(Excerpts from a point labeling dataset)
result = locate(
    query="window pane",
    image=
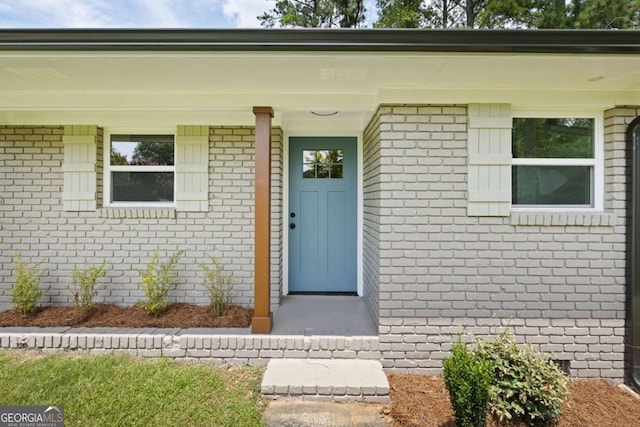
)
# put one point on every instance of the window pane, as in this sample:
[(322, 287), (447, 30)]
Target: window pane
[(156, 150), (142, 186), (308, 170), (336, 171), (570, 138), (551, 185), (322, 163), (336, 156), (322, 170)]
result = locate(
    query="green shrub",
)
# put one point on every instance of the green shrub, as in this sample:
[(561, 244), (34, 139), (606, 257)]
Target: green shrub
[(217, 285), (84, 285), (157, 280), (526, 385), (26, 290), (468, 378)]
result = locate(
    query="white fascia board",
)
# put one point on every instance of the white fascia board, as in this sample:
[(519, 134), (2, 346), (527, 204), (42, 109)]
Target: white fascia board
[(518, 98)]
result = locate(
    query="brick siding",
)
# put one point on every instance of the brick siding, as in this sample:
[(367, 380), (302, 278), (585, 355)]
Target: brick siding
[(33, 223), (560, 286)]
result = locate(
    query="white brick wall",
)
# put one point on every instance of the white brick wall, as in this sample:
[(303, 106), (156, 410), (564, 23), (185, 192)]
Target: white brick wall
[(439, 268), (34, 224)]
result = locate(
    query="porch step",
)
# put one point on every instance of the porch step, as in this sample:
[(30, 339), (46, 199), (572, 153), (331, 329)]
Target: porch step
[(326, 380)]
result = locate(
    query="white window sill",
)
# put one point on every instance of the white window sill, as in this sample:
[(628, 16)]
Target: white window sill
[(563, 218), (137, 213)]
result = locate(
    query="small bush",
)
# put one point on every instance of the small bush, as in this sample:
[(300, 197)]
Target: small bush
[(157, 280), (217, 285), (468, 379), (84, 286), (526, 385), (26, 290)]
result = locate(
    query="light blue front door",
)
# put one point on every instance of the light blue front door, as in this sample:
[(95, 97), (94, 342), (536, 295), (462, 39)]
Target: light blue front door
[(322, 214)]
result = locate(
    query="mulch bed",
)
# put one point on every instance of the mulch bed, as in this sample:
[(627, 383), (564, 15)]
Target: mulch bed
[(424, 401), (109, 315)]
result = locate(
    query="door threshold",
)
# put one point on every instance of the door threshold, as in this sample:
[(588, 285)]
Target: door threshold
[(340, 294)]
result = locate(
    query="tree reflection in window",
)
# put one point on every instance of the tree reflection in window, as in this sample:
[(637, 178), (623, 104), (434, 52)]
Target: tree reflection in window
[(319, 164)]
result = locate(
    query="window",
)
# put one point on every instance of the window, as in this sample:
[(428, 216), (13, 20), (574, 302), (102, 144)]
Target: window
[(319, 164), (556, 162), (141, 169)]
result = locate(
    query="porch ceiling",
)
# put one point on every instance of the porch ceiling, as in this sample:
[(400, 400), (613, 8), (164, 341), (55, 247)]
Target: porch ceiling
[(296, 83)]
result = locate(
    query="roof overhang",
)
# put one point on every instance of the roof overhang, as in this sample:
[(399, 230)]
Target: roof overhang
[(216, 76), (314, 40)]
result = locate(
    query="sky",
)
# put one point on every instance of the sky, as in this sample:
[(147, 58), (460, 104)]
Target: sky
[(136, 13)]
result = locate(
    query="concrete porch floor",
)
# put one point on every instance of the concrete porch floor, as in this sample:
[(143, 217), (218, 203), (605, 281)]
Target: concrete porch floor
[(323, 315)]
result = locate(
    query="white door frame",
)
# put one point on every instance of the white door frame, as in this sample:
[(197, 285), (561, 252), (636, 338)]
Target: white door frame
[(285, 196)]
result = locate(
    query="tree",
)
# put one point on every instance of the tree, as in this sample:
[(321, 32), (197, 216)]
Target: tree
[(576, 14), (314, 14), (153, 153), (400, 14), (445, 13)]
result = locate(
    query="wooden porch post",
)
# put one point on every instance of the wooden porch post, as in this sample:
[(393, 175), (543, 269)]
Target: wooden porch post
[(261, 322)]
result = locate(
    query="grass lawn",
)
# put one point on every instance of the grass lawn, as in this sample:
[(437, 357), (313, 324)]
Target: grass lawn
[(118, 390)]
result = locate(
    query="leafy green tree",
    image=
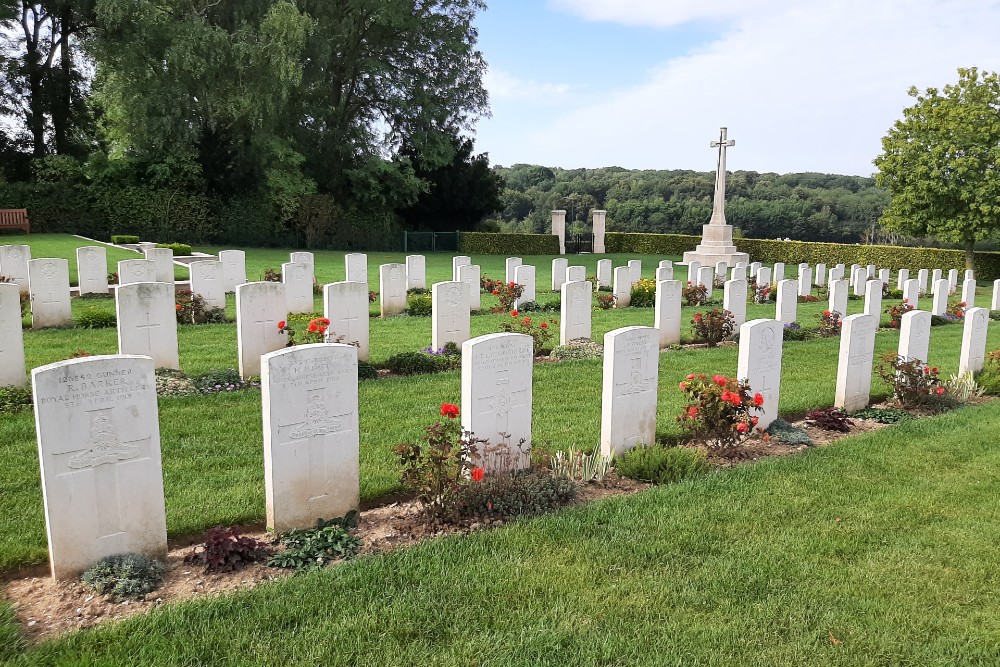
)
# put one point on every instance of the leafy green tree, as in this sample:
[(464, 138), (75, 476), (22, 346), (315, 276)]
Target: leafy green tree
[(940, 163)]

## TASK PROMPT
Reproduce the lines above word for word, leaving out the pictures.

## COMPLETE ANSWER
result = locate(
    query="window pane",
    image=
)
# put one point on every instance of the window pane, as in this sample:
[(322, 287), (447, 30)]
Target: window pane
[(156, 150), (142, 186), (308, 170), (336, 171), (570, 138), (551, 185), (322, 163), (336, 156), (322, 170)]
result = locate(
    query="green shrub",
)
# put one point on every instance of the green shrub, as in this sample:
[(561, 244), (34, 139), (606, 257)]
Target: green shrub
[(217, 285), (84, 285), (157, 280), (526, 385), (26, 290), (468, 378)]
result = locate(
    query="white fascia board",
)
# put one point on every instance of the white fascia board, as in this sample:
[(519, 134), (2, 346), (527, 204), (42, 109)]
Target: white fascia board
[(518, 98)]
result = locate(
    query="brick siding",
)
# put one point on every instance of the brick siding, as in this sample:
[(367, 380), (302, 278), (585, 355)]
Target: brick siding
[(33, 223), (560, 286)]
result = locate(
    query="white brick wall",
)
# put one point on every instance of the white brick wall, as in this sample:
[(303, 106), (156, 410), (564, 23), (185, 192)]
Target: white brick wall
[(439, 268), (34, 224)]
result = locate(
    query="porch step",
)
# put one point on every instance of the porch step, as in this sample:
[(30, 339), (46, 199), (572, 153), (331, 329)]
Target: porch step
[(326, 380)]
result = locate(
    query="white window sill",
)
# put one point on every instance of the white window sill, as in this sample:
[(628, 16)]
Target: white window sill
[(563, 218), (137, 213)]
result = locate(
    query="small bush",
)
# put one point on every instance of the small bush, as in this sample:
[(300, 197)]
Target: small bush
[(157, 280), (217, 285), (468, 379), (84, 286), (526, 385), (26, 290)]
result = locate(
    query="light blue front door",
)
# put one point on every instance of the light blue front door, as in this sample:
[(95, 97), (94, 342), (536, 295), (462, 39)]
Target: light blue front door
[(322, 214)]
result = locate(
    query="mulch bed",
)
# put one point on every instance of the mulch bed, as in this sample:
[(627, 383), (564, 15)]
Target: mulch bed
[(424, 401), (109, 315)]
result = locate(
    query="door threshold",
)
# put one point on every instance of the door threshold, as in this sample:
[(588, 285)]
Target: door threshold
[(340, 294)]
result = locate(
    query="tree reflection in window",
)
# put one point on every instance of the tree reflection in window, as in this sample:
[(637, 178), (623, 104), (434, 52)]
Target: tree reflection in window
[(319, 164)]
result = locate(
    query="window",
)
# put one point on every instance of the window, as in this sample:
[(428, 216), (13, 20), (574, 302), (102, 144)]
Target: window
[(319, 164), (556, 162), (141, 169)]
result = locate(
    query="porch ceiling",
)
# put one point on every instance of the porch ceiling, as in this sample:
[(400, 400), (613, 8), (164, 341), (55, 247)]
Target: porch ceiling
[(296, 83)]
result = locate(
    query="roof overhang",
)
# put one point on every instance of the roof overhang, as in this sample:
[(399, 230)]
Target: roof overhang
[(216, 76), (314, 40)]
result = locate(
    query="sky",
)
# put one point on every instance of the sky, as in this sample:
[(147, 58), (460, 104)]
Target: sky
[(136, 13)]
result = locate(
    query="concrete porch floor",
)
# put one point on every instance of the concrete porch floor, as in this sample:
[(143, 217), (218, 203), (605, 281)]
Target: concrete porch floor
[(323, 315)]
result = locate(
    query="white door frame",
)
# put one point on every instance of the white door frame, as in this sample:
[(197, 285), (561, 252), (636, 338)]
Target: white door frame
[(285, 196)]
result = locate(
    query="tree",
)
# put one point on every instance of the tree, as in this sample:
[(321, 32), (197, 216)]
Target: tree
[(576, 14), (314, 14), (153, 153), (400, 14), (445, 13)]
result = locate(
    query="wooden porch post",
)
# put one point on every instance of the wooden porch post, as in this sample:
[(393, 175), (543, 269)]
Target: wooden porch post
[(261, 322)]
result = locate(
    query="grass lawn",
)
# put one point on every instance of the grass lawn, as in this sample:
[(437, 357), (313, 324)]
Target: grass lawn
[(118, 390)]
result = locate(
    query="leafy green tree",
    image=
)
# put one point on every instance of the leafy green tree, as in this sample:
[(464, 138), (75, 476), (22, 346), (315, 276)]
Target: leafy green tree
[(940, 163)]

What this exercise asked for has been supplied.